*Material for the task*.

::::::::

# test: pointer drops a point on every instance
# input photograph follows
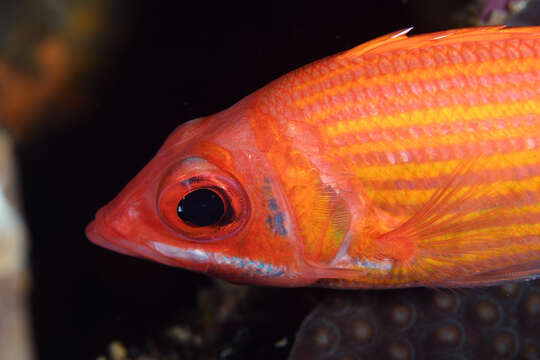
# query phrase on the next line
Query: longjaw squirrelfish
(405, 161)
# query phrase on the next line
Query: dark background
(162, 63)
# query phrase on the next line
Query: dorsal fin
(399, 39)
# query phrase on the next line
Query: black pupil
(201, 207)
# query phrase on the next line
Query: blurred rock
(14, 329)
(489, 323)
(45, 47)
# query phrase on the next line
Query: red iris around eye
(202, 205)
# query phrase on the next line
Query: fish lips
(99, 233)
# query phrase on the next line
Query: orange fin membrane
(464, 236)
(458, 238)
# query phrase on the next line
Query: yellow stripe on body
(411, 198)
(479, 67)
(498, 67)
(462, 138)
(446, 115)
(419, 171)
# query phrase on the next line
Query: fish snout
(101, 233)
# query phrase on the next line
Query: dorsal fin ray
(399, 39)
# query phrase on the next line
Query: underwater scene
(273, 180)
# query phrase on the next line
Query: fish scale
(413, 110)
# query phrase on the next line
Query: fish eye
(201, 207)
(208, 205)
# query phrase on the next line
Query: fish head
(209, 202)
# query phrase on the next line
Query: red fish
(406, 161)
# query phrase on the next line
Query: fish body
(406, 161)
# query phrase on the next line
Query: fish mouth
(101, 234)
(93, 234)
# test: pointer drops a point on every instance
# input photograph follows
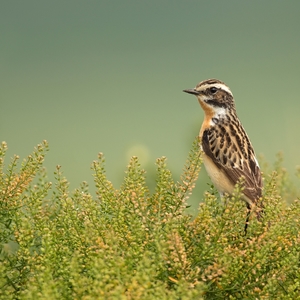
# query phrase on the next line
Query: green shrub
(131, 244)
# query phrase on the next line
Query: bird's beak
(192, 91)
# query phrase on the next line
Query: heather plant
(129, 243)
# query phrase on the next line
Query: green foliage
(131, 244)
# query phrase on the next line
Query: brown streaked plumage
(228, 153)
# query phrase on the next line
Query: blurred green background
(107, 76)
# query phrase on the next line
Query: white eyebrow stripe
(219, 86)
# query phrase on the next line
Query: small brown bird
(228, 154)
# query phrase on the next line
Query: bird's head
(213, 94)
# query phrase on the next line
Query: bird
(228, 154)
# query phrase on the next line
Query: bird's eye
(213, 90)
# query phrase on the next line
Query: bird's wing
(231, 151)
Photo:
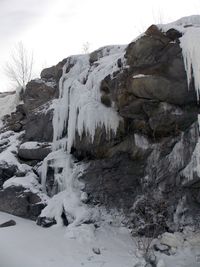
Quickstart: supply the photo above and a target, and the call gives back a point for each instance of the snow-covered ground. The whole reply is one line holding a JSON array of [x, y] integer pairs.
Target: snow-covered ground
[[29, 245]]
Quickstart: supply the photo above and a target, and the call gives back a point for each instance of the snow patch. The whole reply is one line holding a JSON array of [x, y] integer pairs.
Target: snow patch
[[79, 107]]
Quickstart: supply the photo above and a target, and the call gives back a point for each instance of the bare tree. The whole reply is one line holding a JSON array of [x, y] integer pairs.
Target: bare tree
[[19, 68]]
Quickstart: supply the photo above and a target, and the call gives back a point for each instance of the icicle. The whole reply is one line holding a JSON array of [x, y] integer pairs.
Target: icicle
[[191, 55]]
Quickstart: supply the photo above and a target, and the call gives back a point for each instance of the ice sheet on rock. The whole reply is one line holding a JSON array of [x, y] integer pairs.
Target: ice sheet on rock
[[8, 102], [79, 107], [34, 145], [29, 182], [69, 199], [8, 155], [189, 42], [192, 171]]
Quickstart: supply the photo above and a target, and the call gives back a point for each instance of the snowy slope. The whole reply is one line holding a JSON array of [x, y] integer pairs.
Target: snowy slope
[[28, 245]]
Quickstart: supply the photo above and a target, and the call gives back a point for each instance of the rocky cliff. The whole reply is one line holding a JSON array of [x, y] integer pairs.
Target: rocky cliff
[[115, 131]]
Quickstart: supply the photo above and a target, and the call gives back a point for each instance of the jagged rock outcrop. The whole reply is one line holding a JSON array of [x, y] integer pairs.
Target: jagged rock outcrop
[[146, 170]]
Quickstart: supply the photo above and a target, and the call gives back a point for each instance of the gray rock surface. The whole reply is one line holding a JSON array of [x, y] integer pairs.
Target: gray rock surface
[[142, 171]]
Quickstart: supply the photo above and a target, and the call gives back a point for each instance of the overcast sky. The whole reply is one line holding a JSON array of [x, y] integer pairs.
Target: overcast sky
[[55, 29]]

::::::::

*Requirement*.
Print every one of the rows above again, word for word, but leave the pictures out.

*Correct output*.
# test: pointer drops a point on every instance
# input photograph follows
# query phrase on the next line
Query: longjaw squirrelfish
(405, 161)
# query phrase on the next line
Query: dark background
(162, 63)
# query phrase on the next line
Query: dorsal fin
(399, 39)
# query phrase on the next line
Query: black pupil
(201, 207)
# query phrase on the next line
Query: blurred rock
(14, 329)
(489, 323)
(45, 47)
# query phrase on the next line
Query: red iris around eye
(202, 205)
# query phrase on the next line
Query: fish lips
(99, 233)
# query phrase on the next line
Query: orange fin membrane
(464, 236)
(458, 238)
# query phrase on the next line
Query: yellow stripe on body
(411, 198)
(479, 67)
(498, 67)
(462, 138)
(446, 115)
(419, 171)
# query phrase on the next line
Query: fish snout
(101, 233)
# query phrase on the next line
Query: dorsal fin ray
(399, 39)
# query phrase on the next line
Query: underwater scene
(273, 180)
# query phrase on the next line
Query: fish scale
(413, 110)
# query phrase on the next line
Query: fish eye
(201, 207)
(208, 205)
# query phrase on the next line
Query: fish head
(209, 202)
# query phrase on the next line
Query: red fish
(406, 161)
# query phrase on the next line
Query: fish body
(406, 161)
# query phrase on the next line
Query: fish mouth
(101, 234)
(93, 234)
# test: pointer drops a point on every instance
# input photograph follows
# query phrase on the next line
Query: green shrub
(131, 244)
# query phrase on the next line
Query: bird's beak
(192, 91)
# query phrase on the next line
Query: heather plant
(129, 243)
# query phrase on the next line
Query: green foliage
(131, 244)
# query phrase on the next line
Query: brown streaked plumage
(228, 153)
# query phrase on the next line
Query: blurred green background
(107, 76)
# query phrase on the next line
Query: white eyebrow stripe
(219, 86)
# query phrase on the next line
Query: small brown bird
(228, 154)
# query phrase on the next line
Query: bird's head
(213, 94)
# query phrase on the next line
Query: bird
(228, 154)
# query phrase on the next line
Query: bird's eye
(213, 90)
# query phrase on the next line
Query: bird's wing
(231, 151)
Photo:
Quickstart: supply the photo above and a target, and the call gives back a point for each instance of the snow-covered ground. The whole reply is one line holding a JSON array of [x, y] integer pairs.
Target: snow-covered ground
[[29, 245]]
Quickstart: supply the photo above and a target, and the call gives back a point for each instance of the snow patch. The whole reply is one line holding a JSON array of [x, y] integer pairs.
Target: snow patch
[[79, 107]]
Quickstart: supply the photo above and a target, and the call gives back a point for each instance of the bare tree. The whole reply is one line holding a JSON array of [x, y] integer pairs.
Target: bare tree
[[19, 68]]
Quickstart: supply the photo above and a target, and the call gives back a point for each instance of the icicle. The whole reply is one line holding a JSON array of [x, y] integer pairs.
Target: icicle
[[191, 55]]
Quickstart: supply the photo above and a target, and the call gives back a point for each instance of the ice sheet on rock. The whole reply is one line holding a JSON array of [x, y] integer pairs.
Target: ice sheet on rock
[[8, 102], [79, 107], [34, 145], [29, 182], [69, 199], [8, 155], [189, 42], [192, 171]]
Quickstart: supply the photo above and a target, and the call gives back a point for each instance of the snowy slope. The whole reply is one line holding a JSON array of [x, y] integer pairs.
Target: snowy slope
[[28, 245]]
Quickstart: supply the photo above and a target, and the call gives back a point for each instance of the rocky cliff. The whole reply is one line holding a JSON array of [x, y] integer pairs.
Target: rocky cliff
[[115, 131]]
Quickstart: supply the photo above and a target, and the call gives back a point for each instance of the jagged rock outcrop. The whole reply is one line holding a JSON array of [x, y] integer pairs.
Target: jagged rock outcrop
[[146, 170]]
Quickstart: supply the photo above and a target, and the call gives back a point for each instance of the gray rock surface. The whole reply is one line holding a JSON array of [x, y] integer pairs.
Target: gray rock surface
[[142, 171]]
Quickstart: supply the photo above and a target, and the call gives back a point for each instance of the overcast sky. The whole reply is one line holding a JSON array of [x, y] integer pairs.
Target: overcast sky
[[55, 29]]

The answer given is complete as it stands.